> **REQUIRED WORK**:
a) From the article on the Companies Act 2013, reproduce word for word the stretch from "The Companies Act 2013 requires" through "file class-action law suits.".
b) Answer these questions using the article on the Companies Act 2013:
(i) In what year was the Companies Act first conceived?
(ii) What share of a company's board must be independent directors?
(iii) What does CSR stand for?
c) Write the next part of the article on the Companies Act 2013, picking up after its final sentence.

> **SUPPLIED TEXT**:
________________
The Companies Act 2013 - Business & Economy - General Economy - TIK Share

The Companies Act 2013


Ranvir Sengupta

2014-05-19

The Indian Parliament amended the Companies Act in 2013 for the 1st time since its conception way back in 1956.

The Companies Act 2013 requires that one-third of a company’s board comprise independent directors, and that at least one board member be a woman. It also requires companies to disclose executive salaries as a ratio to the average employee’s salary, and it allows shareholders to file class-action law suits.

The provision that has gotten the most attention is the so-called “2 per cent” requirement, which made India the first country to mandate CSR.

CSR refers to Corporate Social Responsibility. Under the new Act each company must spend “at least 2 per cent of the average net profits of the company made during the three immediately preceding financial years” on “CSR” activities.
________________
> **DATA LINES**:
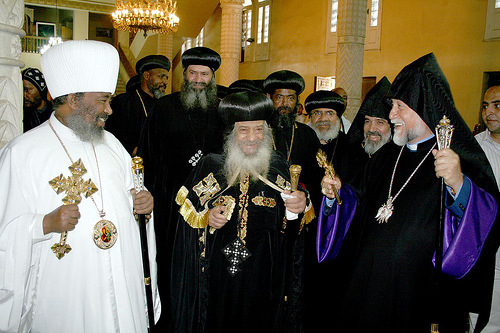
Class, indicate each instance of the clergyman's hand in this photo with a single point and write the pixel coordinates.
(143, 202)
(63, 218)
(215, 218)
(447, 166)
________________
> **TASK RESULTS**:
a)
The Companies Act 2013 requires that one-third of a company’s board comprise independent directors, and that at least one board member be a woman. It also requires companies to disclose executive salaries as a ratio to the average employee’s salary, and it allows shareholders to file class-action law suits.

b)
(i) 1956
(ii) One-third
(iii) Corporate Social Responsibility

c)
The requirement will apply to any company that is incorporated in India, whether it is domestic or a subsidiary of a foreign company, and which has (1) net worth of Rs. 5 billion or more (US$83 million), (2) turnover of Rs. 10 billion or more (US$160 million), or (3) net profit of Rs. 50 million or more (US$830,000) during any of the previous three financial years. This means that about 8,000 companies will spend a combined total of up to Rs. 150 billion (US$2 billion) annually on CSR activities.

Rahul Rai

2014-05-19

Hi Ranvir,
Can you explain the article in detail. Please edit and write further details on CSR.
Which companies need to follow CSR?
What if we dont invest in CSR?
Just got some doubts on it.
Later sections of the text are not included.